Material provided START

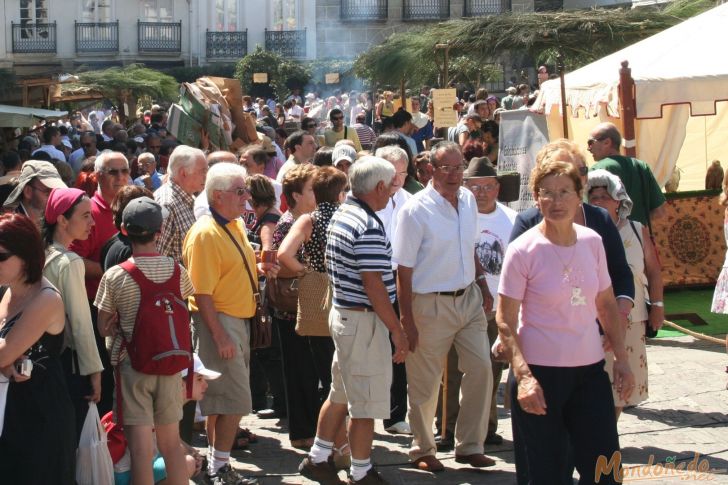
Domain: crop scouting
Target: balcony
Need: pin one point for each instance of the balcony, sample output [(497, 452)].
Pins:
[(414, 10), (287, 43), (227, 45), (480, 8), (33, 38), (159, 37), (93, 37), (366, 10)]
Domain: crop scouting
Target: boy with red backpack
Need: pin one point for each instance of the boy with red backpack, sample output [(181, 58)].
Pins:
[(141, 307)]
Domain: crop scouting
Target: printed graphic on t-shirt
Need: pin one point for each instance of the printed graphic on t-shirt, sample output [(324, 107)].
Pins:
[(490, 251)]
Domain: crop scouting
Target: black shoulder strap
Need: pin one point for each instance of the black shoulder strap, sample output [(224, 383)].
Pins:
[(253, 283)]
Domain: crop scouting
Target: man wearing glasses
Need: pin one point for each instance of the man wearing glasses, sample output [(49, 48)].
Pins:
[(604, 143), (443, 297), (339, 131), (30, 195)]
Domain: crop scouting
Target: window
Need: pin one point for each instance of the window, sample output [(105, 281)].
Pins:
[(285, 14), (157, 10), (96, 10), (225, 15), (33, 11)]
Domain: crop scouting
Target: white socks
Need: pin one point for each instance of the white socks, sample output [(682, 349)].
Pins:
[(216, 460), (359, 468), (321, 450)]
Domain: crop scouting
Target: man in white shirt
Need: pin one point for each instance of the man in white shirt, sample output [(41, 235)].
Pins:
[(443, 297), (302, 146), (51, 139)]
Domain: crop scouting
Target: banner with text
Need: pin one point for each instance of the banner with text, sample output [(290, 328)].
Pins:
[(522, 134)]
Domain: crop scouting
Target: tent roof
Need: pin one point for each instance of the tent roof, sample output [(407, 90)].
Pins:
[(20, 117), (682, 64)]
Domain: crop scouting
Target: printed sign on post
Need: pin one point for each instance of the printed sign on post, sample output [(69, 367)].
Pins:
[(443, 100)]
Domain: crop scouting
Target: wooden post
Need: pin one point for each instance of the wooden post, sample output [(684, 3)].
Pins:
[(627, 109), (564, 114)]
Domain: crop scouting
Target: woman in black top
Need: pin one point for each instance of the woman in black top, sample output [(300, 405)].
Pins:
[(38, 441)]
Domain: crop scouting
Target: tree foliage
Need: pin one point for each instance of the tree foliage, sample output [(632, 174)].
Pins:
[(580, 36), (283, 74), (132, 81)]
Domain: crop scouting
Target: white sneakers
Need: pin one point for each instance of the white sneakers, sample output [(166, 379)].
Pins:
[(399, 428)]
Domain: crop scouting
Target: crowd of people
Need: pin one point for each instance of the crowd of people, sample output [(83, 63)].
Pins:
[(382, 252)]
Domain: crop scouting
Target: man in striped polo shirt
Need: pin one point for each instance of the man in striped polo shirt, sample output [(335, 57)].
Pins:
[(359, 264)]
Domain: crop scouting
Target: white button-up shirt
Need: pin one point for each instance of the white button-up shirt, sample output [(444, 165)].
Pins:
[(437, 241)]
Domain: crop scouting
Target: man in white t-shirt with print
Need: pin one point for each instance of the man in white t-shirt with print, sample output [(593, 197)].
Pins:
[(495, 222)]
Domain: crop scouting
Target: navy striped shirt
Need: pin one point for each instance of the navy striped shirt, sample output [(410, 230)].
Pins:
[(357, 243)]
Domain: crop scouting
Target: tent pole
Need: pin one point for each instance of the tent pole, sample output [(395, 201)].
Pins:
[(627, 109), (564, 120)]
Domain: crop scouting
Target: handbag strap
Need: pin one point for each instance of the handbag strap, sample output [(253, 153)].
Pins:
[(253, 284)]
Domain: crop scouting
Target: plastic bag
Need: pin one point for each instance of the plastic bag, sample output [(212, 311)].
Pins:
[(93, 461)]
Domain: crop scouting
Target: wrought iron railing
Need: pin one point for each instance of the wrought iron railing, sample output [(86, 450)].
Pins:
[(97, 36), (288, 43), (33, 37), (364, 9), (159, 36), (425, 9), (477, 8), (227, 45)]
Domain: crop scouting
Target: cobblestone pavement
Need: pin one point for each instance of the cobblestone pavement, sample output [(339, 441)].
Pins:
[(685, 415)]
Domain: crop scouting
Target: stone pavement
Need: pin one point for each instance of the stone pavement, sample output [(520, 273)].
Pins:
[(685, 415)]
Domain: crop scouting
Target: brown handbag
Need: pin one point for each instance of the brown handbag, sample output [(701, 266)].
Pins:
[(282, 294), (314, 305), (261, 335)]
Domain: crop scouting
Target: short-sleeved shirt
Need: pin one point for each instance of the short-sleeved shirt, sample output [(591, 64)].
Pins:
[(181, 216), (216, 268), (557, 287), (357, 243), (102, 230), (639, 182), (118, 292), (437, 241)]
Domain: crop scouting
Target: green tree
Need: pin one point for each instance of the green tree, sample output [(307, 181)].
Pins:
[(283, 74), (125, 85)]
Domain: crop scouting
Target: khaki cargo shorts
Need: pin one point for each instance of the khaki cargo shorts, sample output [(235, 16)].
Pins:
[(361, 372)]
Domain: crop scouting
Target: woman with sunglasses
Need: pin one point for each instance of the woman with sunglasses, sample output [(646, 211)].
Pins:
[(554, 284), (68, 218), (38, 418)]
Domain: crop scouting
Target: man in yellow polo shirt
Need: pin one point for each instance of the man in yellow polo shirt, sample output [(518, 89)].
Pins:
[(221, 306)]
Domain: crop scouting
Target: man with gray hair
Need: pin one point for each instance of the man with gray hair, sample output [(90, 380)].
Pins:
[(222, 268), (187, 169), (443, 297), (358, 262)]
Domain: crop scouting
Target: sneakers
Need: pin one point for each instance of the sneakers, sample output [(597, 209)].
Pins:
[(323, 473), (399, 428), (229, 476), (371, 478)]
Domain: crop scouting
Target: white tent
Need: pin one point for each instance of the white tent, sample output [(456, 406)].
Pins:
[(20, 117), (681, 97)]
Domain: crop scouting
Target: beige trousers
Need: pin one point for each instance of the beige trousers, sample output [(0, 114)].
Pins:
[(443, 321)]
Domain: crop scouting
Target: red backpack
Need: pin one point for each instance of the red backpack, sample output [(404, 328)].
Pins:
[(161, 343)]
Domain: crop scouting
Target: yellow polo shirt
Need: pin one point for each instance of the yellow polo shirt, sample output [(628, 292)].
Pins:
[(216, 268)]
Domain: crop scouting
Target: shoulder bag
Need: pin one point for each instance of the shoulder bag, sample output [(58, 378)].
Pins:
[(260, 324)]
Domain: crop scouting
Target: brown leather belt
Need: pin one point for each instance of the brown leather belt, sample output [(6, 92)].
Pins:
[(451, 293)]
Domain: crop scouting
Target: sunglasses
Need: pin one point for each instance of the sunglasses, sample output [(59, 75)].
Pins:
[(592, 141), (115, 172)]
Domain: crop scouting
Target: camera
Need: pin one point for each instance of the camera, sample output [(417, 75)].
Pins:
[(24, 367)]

Material provided END

What to do ▸
Print every entry exactly as written, without the pictures.

Written solution ▸
Domain: crop scouting
Target: balcony
Need: pin one point for each instance of the balcony, sample output [(497, 452)].
Pins:
[(414, 10), (287, 43), (227, 45), (480, 8), (33, 38), (159, 37), (93, 37), (366, 10)]
Domain: crop scouting
Target: boy with red backpack
Need: pin one point for each instance of the boy with red backpack, sample output [(181, 58)].
Pins:
[(141, 307)]
Domain: crop scouting
Target: printed graphic on t-shirt
Need: pin one point for each instance of the printed graphic on t-shirt, sample output [(324, 107)].
Pins:
[(490, 251)]
Domain: crop scouting
Target: black shoulder strap
Need: pin one point for each instance of the black shoulder strap, sample output [(224, 383)].
Pins:
[(253, 283)]
Domain: crop scouting
Target: man wearing glasses
Need: pin one point for each instance of the man wearing glasses, sample output [(49, 48)].
Pins:
[(604, 143), (443, 297), (339, 131), (30, 195)]
Domain: crop scouting
Target: window
Need: pin one point for each instance of the window, sample output [(105, 281)].
Pins:
[(285, 14), (157, 10), (96, 10), (225, 15), (33, 11)]
Domain: crop scouting
Target: white socks
Need: pin one point for each instance of the white socks, sample output [(682, 349)].
Pins:
[(216, 460), (359, 468), (321, 450)]
Domain: crop scouting
Target: man in white shirt
Need: pin one point for each instance of the man in white shirt, sample output [(41, 235)].
Pins:
[(443, 297), (302, 146), (51, 139)]
Domain: crop scouting
Target: banner with text
Need: pin one point for each instance of the banner with text, sample output [(290, 328)].
Pins:
[(522, 134)]
Domain: crop scouting
Target: tent roof
Need: pin one point for each instance of the tent roof, sample output [(407, 90)].
Pins:
[(20, 117), (682, 64)]
Domain: crop scouting
Target: printed sign on post
Need: pin one point for each instance of the printed sign on post, sample output [(69, 367)].
Pins:
[(443, 100)]
Domain: crop scouting
Target: wooden post
Need: pin one point for each instance of the wooden post, sample output [(684, 3)].
Pins:
[(627, 109), (564, 114)]
Domain: crop scouting
Target: woman in black top
Need: pin one point for each instance of the woman in black top, sample output [(300, 405)].
Pins:
[(38, 441)]
Domain: crop scouting
Target: tree foliage
Need: pin one point for each instance of the tree foliage, sample output [(632, 174)].
Pins:
[(580, 36), (283, 74), (132, 81)]
Domain: crop scouting
Target: white sneakers
Need: pin one point for each instance of the white sneakers, sample output [(166, 379)].
Pins:
[(399, 428)]
Domain: crop scouting
Target: crowd of people
Need: pin one point for each instance of the crowd of people, sample output [(83, 63)].
Pins:
[(382, 252)]
Domain: crop scouting
Target: man in striped polo shirt
Need: pin one point for each instance of the man in striped polo shirt, sample output [(335, 57)].
Pins:
[(359, 264)]
Domain: crop scouting
Target: white button-up shirt
Need: pin one point for each instance of the white button-up shirt, sample output [(444, 165)].
Pins:
[(437, 241)]
Domain: crop scouting
Target: man in white t-shirt with print
Need: pin one point for each instance of the man in white t-shirt with print, sample output [(593, 197)].
Pins:
[(495, 222)]
Domain: crop scouting
Target: navy striped shirt
Need: pin one point for each instance of the navy striped shirt, sample output [(410, 230)].
Pins:
[(357, 243)]
Domain: crop scouting
Target: tent pole
Need: pin one point for each instance of the tent pole, sample output [(395, 201)].
Pins:
[(627, 109), (564, 120)]
Domain: crop scouting
Target: handbag strap
Need: pin one point for each instance of the handbag strap, sample output [(253, 153)].
Pins:
[(253, 284)]
Domain: crop scouting
Target: plastic bag
Need: pin one point for each instance of the plastic bag, sample output [(212, 311)].
Pins:
[(93, 461)]
Domain: crop scouting
Target: wrought iron railing
Need: pin one point for each instance of the wrought iron railing, sample output [(86, 450)].
Pins:
[(97, 36), (288, 43), (33, 37), (364, 9), (159, 36), (425, 9), (477, 8), (227, 45)]
Domain: crop scouting
Target: cobblestone pavement
Need: pin one point for each instance of the cobblestone pavement, sample output [(339, 441)].
Pins:
[(685, 415)]
Domain: crop scouting
Target: stone pavement
Need: pin one point for each instance of the stone pavement, sample output [(520, 273)].
Pins:
[(685, 415)]
Domain: crop scouting
Target: brown handbag
Need: pin one point for each instance of the brown handbag, sample output [(701, 266)].
Pins:
[(282, 294), (314, 305), (261, 335)]
Domain: crop scouting
Target: short-sleeved shirt
Need: pin one point for each instance of the short-sleeved shirt, sample output [(591, 64)].
Pins:
[(181, 216), (216, 268), (557, 287), (357, 243), (102, 230), (639, 182), (118, 292), (437, 241)]
Domain: crop scouting
Target: green tree
Need: pin one point for each instance of the green tree, sample output [(307, 181)].
Pins:
[(283, 74), (125, 85)]
Domain: crop scouting
Target: khaki cargo shorts
Need: pin one point for each instance of the khaki cargo shorts, sample output [(235, 16)].
Pins:
[(361, 372)]
Domain: crop scouting
Target: woman with sunglasses
Need: pin one point for each instance of the woman with sunglasses, sample output [(646, 211)].
Pins:
[(554, 284), (68, 218), (38, 418)]
Domain: crop scouting
Target: man in yellow polo shirt
Need: pin one point for each instance of the man in yellow polo shirt, sample output [(518, 89)].
Pins:
[(221, 306)]
Domain: crop scouting
Target: man with gray hair
Need: pin one point for each instance of the man with gray hair, sample output [(90, 380)].
Pins:
[(222, 268), (187, 169), (443, 297), (358, 262)]
Domain: crop scouting
Target: sneakers
Need: pin one point for each instance of the sneakers, sample output [(597, 209)].
Pins:
[(323, 473), (399, 428), (229, 476), (371, 478)]
Domain: crop scouting
Target: white tent
Need: pin one point for each instance of the white tent, sample output [(456, 406)].
Pins:
[(20, 117), (681, 97)]
Domain: crop scouting
Target: beige trousers
Need: pin one point for each instance of the beige trousers, sample output [(0, 114)].
Pins:
[(443, 321)]
Domain: crop scouting
Target: red backpack
Need: pin one point for each instance of the red backpack, sample output [(404, 328)].
Pins:
[(161, 343)]
Domain: crop scouting
Target: yellow polo shirt
Need: pin one point for each instance of the yellow polo shirt, sample output [(628, 292)].
Pins:
[(216, 268)]
Domain: crop scouting
Target: shoulder bag
Need: pin one point for each instance of the shoulder bag, sample output [(58, 378)].
Pins:
[(260, 324)]
Domain: crop scouting
Target: brown leather belt
Need: pin one point for each instance of the brown leather belt, sample output [(6, 92)].
Pins:
[(451, 293)]
Domain: crop scouting
Target: sunglasses
Need: pin one point for each instance of the sunglasses, sample output [(59, 75)].
Pins:
[(592, 141), (115, 172)]
Domain: crop scouting
Target: camera
Need: pin one point for each instance of the camera, sample output [(417, 75)].
Pins:
[(24, 367)]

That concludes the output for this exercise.